§ Passage provided

»»

The 10 Most Complex Sci-fi Movies of All Time

2001 space odyssey

By its very nature, the sci-fi genre is relatively complex: the short stories, novels, TV series and films that comprise speculative fiction necessitate detailed expository passages to build its far-flung futures, reality-bending premises, and stories set in a galaxy far, far away.

Whether the story is set on an alien world populated by creatures markedly different from human beings, in a future separated by centuries or eons from the present in which society, technology, science, and civilization itself have evolved into a nearly unrecognizable state, or center around time or space travel, sci-fi stories require complex set-ups to create a believable reality that’s very different from our own.

Because of this, the sci-fi genre also allows for its stories to become quite complex. Time travel stories thrive on complexity while, depending on the story, other elements may be willfully obtuse to create an air of mystery or disorientation in the viewer–and some sci-fi stories are much more complex than others.

Here are 10 sci-fi films that are purposely complex, either in order to replicate the extraordinary events occurring in the story, to mirror the effect an advanced technology that’s in use as part of the plot, or simply to keep the viewer in the dark about unknowable creatures and the nearly inexplicable that happens during the film.


10. Predestination (2014)

««

§ Records shown
»»

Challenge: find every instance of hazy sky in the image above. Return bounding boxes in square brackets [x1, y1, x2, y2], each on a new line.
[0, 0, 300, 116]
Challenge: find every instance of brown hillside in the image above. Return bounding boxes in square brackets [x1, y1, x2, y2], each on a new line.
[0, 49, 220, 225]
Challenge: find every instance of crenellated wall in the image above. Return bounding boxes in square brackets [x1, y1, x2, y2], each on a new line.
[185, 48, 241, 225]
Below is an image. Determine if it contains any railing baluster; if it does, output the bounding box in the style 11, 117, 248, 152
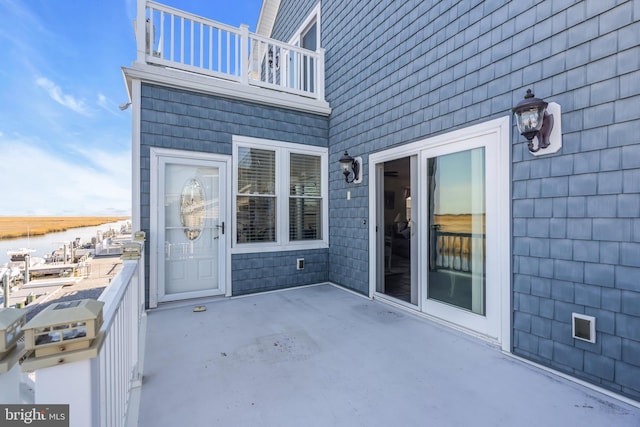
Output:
198, 24, 204, 67
144, 1, 324, 100
216, 28, 222, 72
226, 29, 231, 74
209, 26, 213, 70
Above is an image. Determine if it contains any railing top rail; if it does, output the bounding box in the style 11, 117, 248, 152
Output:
249, 33, 316, 55
98, 260, 139, 330
147, 1, 240, 35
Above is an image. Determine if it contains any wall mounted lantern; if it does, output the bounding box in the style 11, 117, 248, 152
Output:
511, 89, 562, 156
340, 150, 362, 184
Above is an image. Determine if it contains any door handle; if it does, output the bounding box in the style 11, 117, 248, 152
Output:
216, 221, 224, 234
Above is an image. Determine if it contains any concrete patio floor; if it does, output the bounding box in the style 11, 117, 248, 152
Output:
139, 285, 640, 427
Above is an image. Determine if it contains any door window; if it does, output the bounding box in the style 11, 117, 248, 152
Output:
427, 147, 486, 315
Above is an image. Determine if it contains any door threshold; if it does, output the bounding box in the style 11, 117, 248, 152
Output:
152, 294, 226, 311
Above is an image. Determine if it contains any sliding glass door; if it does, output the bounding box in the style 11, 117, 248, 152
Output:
426, 147, 486, 315
370, 119, 510, 348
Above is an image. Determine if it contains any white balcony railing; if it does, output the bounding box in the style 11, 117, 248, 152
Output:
136, 1, 324, 101
0, 249, 144, 427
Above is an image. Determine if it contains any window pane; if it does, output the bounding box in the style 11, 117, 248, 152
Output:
237, 196, 276, 243
289, 197, 322, 241
238, 147, 276, 195
289, 153, 322, 197
428, 148, 486, 315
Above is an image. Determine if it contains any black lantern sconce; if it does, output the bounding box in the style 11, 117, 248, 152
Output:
511, 89, 562, 156
340, 150, 362, 184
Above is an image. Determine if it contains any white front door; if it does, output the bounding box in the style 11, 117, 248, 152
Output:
152, 155, 228, 302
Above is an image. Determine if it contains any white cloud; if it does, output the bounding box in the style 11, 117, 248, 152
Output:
36, 77, 90, 116
0, 139, 131, 215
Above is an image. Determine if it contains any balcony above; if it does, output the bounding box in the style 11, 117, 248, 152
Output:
123, 0, 331, 115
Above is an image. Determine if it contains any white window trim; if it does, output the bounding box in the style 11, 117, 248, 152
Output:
230, 135, 329, 254
289, 2, 322, 49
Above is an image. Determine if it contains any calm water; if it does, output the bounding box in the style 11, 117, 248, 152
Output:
0, 220, 127, 266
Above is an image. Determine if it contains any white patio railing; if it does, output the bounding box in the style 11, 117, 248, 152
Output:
136, 1, 324, 101
91, 258, 144, 426
0, 249, 144, 427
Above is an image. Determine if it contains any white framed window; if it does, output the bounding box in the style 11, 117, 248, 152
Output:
232, 136, 328, 253
285, 3, 321, 92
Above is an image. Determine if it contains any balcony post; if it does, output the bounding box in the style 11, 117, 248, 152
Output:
0, 362, 21, 403
134, 0, 148, 63
315, 47, 324, 101
240, 24, 249, 86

««

§ Problems to work on
A – Translate this sentence from the article on complex sci-fi movies into Spanish: "Because of this, the sci-fi genre also allows for its stories to become quite complex."
B – Write the next part of the article on complex sci-fi movies, picking up after its last line.

§ Expected answers
A – Por ello, el género de ciencia ficción también permite que sus historias se vuelvan bastante complejas.

B –
Time travel stories are some of the oldest in the science fiction genre. In fact, H.G. Wells’ The Time Machine is often cited as the first sci-fi story ever published. And it’s a hardy vehicle for a story: almost anything can happen in a time travel story. Your character can travel from the past to the present to the future instantaneously to any geographical location. There’s literally no limit to the kinds of stories that can be told using this device.

2014’s Predestination seems to set out to push the limits of what a time travel story can allow. Based on Robert Heinlein’s classic 1959 short story “–All You Zombies–,” the film follows the efforts of a Temporal Agent–whose job it is to travel through time to stop major disasters from occurring–who begins to use his ability to ensure his own career’s success. Along the way and through various points in time he meets a number of enigmatic characters while also chasing an elusive terrorist who also seems to be able to travel through time.

There is no way to speak further about this movie without spoiling the massively surprising and mind-bending nature of the narrative, but suffice to say you have never seen a movie like this before. Its intricate and elusive plot unfurls to such a surprising conclusion that you’ll be thinking about how it all worked out long after the film ends. It’s a fantastically complex sci-fi film that features paradoxes, self-closed loops, and how living life as a time traveler can be even more confusing than you think.


9. The Man Who Fell To Earth (1976)

An alien, who calls himself Thomas Newton, comes to Earth to find a way to save his planet and family, who are dying without available water. He uses his advanced knowledge to create technology that makes him one of the richest men on Earth, which was supposed to finance his return to his planet. Instead, he fakes a launch to give his family the illusion that he’s returning and stays on Earth, eventually dissolving into alcoholism.

When he’s turned into the government after people close to him realize he’s an alien, he’s experimented on and held captive for years–until he awakes one day and realizes nobody’s guarding him anymore. He continues his life, now a somewhat naturalized human, drinking himself into a stupor.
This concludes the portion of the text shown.